*Set exercise*: Show every line in the items below that contains the string "grass", copying each such line in full. Match case exactly.
==================================================
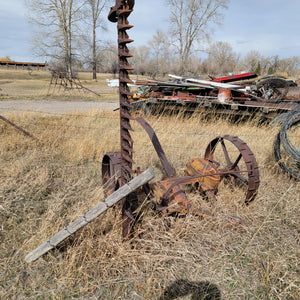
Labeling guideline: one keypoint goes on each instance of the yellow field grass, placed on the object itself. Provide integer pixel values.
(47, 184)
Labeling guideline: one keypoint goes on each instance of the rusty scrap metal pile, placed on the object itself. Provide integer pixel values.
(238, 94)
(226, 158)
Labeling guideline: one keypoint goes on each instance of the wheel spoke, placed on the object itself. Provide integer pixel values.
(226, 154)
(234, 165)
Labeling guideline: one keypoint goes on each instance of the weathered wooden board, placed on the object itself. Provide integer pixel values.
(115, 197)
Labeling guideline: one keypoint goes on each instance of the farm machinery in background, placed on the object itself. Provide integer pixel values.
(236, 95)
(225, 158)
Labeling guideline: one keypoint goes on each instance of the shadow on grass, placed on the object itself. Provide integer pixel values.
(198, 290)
==================================================
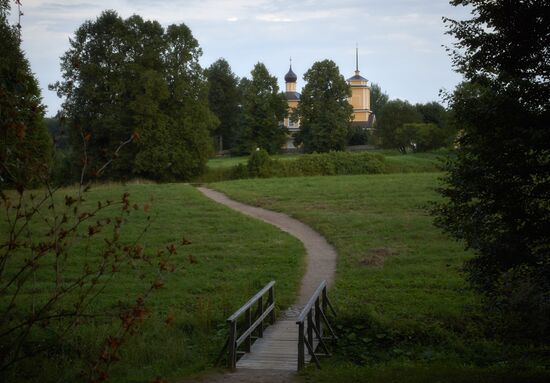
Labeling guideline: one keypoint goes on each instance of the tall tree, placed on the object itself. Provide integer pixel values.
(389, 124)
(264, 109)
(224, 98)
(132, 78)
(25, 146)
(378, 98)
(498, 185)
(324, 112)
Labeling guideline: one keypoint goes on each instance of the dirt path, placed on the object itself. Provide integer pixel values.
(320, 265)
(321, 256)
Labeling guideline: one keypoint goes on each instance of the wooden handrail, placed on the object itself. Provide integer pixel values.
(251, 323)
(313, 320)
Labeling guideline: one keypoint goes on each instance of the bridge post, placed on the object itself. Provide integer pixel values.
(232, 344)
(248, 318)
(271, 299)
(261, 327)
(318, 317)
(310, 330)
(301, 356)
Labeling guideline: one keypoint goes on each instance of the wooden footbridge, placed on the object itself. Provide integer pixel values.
==================================================
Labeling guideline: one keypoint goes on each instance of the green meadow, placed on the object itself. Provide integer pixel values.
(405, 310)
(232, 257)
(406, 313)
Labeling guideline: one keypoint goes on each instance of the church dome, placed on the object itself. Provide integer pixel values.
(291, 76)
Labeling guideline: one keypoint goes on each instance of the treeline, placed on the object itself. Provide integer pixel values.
==================================================
*Task result*:
Labeling guideline: one keypoint goes on each instance of the yellow field grass, placed on the object itself. Provide integer pixel values.
Labeling guideline: one keypoint goes on each instance of the shadow on grass, placed on the object itself. Provide integer pixel values.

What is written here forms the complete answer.